**Problem statement**. Locate each line in the records below that contains the string “curved”, treating uppercase and lowercase letters as distinct, and copy every such line.

**Task inputs**.
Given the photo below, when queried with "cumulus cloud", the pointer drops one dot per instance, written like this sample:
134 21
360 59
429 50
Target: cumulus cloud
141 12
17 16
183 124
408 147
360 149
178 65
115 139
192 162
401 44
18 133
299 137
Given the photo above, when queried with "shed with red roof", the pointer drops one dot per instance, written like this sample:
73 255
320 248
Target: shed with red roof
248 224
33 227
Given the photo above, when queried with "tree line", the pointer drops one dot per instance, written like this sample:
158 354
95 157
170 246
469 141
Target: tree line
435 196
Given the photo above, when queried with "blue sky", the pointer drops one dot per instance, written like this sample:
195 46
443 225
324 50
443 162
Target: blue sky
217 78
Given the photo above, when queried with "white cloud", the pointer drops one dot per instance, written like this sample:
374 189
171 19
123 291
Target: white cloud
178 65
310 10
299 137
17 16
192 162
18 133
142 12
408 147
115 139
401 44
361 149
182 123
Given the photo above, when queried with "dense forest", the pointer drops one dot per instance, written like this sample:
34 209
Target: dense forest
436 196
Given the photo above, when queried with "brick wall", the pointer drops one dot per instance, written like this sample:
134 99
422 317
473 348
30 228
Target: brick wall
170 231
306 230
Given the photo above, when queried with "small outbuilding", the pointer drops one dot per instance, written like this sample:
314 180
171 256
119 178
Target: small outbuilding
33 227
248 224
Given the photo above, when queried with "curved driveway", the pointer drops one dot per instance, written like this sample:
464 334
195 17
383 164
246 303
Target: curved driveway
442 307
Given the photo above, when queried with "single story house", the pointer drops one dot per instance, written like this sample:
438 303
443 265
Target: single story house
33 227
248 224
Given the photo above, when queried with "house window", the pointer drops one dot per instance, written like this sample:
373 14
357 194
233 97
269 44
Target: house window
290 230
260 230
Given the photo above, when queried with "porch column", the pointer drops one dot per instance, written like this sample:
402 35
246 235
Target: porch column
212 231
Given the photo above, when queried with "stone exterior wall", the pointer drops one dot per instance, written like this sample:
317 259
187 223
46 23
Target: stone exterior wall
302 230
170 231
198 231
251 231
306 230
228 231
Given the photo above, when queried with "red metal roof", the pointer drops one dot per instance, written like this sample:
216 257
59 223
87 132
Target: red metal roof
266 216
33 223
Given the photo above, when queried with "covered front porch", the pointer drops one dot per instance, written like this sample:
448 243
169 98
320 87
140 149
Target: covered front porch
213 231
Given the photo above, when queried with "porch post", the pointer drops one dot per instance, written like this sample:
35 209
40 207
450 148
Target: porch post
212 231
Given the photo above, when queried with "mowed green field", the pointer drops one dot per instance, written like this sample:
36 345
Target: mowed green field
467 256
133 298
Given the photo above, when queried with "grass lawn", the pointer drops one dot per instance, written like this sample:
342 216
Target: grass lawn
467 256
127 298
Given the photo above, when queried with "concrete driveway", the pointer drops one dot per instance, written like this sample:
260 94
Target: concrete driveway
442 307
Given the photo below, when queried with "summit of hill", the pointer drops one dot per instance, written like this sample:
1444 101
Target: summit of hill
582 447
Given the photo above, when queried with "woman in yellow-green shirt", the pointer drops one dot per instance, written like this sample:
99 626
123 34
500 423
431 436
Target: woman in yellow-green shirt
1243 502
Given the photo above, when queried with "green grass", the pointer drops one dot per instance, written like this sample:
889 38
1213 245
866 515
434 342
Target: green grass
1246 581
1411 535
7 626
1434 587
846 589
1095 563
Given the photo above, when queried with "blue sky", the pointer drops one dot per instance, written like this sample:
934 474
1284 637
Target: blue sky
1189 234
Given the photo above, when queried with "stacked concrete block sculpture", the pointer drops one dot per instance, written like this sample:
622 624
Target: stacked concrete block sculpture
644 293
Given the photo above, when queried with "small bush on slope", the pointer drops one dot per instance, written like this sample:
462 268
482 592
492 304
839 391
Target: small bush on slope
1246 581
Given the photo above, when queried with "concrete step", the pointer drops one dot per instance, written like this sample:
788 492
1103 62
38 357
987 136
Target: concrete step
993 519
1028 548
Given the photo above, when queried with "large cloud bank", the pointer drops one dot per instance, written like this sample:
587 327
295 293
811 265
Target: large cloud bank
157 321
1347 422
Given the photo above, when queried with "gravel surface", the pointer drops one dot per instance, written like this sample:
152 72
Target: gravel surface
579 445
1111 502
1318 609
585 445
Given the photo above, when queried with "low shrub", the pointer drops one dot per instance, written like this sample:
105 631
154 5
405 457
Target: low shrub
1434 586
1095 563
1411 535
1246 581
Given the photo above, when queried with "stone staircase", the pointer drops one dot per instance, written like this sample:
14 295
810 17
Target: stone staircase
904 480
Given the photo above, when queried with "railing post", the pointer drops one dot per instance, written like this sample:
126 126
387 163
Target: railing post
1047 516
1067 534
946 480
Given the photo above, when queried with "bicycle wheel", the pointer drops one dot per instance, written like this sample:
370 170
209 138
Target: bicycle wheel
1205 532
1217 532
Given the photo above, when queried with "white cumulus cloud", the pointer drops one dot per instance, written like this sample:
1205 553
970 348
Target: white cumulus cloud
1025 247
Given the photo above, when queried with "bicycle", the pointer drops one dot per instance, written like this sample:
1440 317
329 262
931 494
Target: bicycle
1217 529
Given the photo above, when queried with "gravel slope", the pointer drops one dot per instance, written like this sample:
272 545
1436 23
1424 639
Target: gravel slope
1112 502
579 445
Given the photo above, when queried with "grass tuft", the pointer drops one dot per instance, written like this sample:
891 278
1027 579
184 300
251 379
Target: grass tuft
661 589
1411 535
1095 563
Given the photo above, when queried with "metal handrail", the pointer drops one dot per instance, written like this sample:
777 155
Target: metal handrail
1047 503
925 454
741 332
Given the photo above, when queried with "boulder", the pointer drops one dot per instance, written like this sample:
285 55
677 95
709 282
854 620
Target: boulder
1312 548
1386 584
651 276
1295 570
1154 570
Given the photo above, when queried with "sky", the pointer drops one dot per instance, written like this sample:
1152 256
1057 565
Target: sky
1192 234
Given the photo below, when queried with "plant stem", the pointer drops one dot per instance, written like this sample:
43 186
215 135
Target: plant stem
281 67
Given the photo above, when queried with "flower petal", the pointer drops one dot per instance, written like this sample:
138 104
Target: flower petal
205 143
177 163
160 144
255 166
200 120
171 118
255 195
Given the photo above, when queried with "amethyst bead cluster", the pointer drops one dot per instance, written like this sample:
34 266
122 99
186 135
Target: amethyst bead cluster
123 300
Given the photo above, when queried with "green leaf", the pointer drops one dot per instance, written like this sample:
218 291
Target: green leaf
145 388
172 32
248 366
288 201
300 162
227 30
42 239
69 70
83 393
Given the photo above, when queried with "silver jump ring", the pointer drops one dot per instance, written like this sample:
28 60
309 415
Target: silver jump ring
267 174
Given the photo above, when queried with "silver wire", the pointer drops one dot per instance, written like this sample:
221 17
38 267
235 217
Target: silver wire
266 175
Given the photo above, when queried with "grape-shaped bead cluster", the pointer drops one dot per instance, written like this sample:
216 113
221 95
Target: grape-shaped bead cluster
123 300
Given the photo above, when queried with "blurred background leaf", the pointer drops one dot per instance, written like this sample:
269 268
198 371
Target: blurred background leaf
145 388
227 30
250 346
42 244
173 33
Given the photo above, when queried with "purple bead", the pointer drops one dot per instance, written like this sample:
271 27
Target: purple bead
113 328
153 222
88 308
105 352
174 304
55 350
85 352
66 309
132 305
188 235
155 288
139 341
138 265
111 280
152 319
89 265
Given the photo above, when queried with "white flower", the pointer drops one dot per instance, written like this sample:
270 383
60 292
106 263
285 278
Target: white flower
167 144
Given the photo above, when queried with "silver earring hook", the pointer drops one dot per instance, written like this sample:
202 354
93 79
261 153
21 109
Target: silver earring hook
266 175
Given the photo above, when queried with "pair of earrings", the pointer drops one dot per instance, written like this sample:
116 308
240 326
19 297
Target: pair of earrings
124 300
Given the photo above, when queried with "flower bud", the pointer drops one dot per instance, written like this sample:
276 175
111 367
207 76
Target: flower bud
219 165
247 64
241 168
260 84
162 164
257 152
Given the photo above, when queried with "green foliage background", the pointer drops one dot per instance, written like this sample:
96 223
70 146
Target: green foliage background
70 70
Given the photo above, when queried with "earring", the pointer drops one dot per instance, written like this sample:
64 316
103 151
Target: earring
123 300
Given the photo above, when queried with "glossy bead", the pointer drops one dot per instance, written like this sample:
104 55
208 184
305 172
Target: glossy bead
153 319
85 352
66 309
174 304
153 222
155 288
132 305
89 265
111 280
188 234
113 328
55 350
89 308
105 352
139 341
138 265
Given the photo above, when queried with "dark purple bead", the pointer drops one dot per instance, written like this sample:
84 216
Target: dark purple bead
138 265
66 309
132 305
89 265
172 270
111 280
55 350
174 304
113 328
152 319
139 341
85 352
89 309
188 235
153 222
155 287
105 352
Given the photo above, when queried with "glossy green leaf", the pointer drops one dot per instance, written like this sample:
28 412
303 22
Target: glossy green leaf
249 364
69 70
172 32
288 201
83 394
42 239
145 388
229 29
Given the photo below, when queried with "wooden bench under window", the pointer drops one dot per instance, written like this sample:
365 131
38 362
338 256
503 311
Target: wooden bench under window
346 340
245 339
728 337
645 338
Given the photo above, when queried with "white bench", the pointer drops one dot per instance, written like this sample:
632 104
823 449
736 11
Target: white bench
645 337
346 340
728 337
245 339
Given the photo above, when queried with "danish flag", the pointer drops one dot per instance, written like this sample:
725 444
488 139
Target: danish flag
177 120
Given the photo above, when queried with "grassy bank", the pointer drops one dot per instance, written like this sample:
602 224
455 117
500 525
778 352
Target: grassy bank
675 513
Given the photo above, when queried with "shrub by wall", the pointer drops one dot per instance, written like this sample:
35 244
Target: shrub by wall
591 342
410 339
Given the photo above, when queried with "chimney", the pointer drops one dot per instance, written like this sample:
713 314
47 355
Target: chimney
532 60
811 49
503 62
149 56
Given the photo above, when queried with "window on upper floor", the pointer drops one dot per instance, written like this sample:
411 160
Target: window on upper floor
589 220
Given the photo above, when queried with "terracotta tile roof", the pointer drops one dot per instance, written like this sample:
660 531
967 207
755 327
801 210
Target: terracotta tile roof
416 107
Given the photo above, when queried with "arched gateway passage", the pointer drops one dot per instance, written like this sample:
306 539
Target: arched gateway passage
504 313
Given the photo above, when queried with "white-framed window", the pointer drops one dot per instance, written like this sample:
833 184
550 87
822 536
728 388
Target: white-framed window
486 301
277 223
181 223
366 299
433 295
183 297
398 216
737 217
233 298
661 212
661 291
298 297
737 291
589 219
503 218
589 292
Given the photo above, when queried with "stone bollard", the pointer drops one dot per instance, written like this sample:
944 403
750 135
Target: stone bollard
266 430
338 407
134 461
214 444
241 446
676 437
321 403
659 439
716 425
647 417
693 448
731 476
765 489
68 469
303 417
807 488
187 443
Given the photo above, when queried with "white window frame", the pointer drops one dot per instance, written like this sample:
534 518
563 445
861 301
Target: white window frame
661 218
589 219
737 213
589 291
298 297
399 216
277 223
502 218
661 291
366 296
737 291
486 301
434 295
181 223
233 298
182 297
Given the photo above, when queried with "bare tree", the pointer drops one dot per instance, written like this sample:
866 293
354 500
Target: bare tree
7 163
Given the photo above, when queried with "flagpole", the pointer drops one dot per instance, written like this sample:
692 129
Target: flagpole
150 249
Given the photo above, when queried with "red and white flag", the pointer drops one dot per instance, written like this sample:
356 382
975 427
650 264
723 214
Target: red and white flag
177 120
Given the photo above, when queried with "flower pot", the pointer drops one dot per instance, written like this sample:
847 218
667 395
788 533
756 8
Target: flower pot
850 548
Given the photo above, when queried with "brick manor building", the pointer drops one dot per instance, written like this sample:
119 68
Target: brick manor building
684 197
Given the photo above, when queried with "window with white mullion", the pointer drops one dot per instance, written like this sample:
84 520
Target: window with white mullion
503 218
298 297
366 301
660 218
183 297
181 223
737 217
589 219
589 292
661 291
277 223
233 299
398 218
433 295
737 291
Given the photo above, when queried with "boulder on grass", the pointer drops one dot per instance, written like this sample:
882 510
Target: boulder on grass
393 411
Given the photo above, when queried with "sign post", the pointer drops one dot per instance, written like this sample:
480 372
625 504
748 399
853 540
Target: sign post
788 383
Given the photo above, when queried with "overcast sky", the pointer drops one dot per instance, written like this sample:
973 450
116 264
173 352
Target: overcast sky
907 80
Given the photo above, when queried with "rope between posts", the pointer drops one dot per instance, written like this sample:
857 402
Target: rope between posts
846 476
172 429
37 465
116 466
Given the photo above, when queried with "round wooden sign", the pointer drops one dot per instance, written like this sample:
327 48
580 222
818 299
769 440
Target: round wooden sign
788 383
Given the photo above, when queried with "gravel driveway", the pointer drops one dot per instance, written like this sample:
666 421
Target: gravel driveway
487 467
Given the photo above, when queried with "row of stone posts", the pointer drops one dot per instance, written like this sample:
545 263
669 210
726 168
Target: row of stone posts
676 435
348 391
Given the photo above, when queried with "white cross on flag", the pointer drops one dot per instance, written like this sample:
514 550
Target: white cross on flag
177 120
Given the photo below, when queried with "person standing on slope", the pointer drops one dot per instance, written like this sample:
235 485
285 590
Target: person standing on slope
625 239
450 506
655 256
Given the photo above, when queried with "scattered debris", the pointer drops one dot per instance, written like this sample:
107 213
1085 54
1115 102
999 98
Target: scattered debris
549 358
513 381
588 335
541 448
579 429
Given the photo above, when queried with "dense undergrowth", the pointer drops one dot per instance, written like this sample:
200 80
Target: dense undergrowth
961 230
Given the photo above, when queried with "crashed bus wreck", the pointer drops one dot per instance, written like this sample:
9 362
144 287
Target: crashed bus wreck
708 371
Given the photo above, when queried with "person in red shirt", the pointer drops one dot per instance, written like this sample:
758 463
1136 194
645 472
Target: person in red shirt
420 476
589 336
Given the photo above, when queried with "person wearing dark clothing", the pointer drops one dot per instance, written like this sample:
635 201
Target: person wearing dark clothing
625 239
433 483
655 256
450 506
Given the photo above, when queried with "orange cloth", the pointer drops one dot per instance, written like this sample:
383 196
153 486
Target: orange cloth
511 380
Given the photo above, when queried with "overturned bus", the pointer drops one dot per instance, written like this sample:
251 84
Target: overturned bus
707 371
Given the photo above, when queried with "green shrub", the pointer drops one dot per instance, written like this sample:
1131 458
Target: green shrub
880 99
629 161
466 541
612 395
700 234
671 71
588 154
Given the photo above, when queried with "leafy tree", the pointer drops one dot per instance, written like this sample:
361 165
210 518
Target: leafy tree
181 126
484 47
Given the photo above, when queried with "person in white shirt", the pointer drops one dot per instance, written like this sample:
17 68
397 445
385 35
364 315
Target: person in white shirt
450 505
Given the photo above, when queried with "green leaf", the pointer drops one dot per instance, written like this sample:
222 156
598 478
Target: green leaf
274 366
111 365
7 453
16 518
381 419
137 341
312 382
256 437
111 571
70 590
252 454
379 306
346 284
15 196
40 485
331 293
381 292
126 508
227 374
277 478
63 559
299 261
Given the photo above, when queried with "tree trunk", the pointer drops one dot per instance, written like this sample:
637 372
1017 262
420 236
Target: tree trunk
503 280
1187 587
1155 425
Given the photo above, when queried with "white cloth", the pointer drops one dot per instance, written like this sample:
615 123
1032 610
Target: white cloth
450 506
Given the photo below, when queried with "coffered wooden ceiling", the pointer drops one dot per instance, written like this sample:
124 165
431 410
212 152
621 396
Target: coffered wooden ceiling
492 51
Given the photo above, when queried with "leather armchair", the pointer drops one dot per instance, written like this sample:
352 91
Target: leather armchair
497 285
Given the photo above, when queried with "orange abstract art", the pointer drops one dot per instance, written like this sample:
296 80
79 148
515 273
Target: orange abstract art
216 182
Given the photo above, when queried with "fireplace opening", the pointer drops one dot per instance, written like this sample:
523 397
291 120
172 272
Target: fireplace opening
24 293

**Solution to this problem**.
Given the photo above, when queried with "curved driveway", the pointer drops one dot per instance, written like this sample:
Target: curved driveway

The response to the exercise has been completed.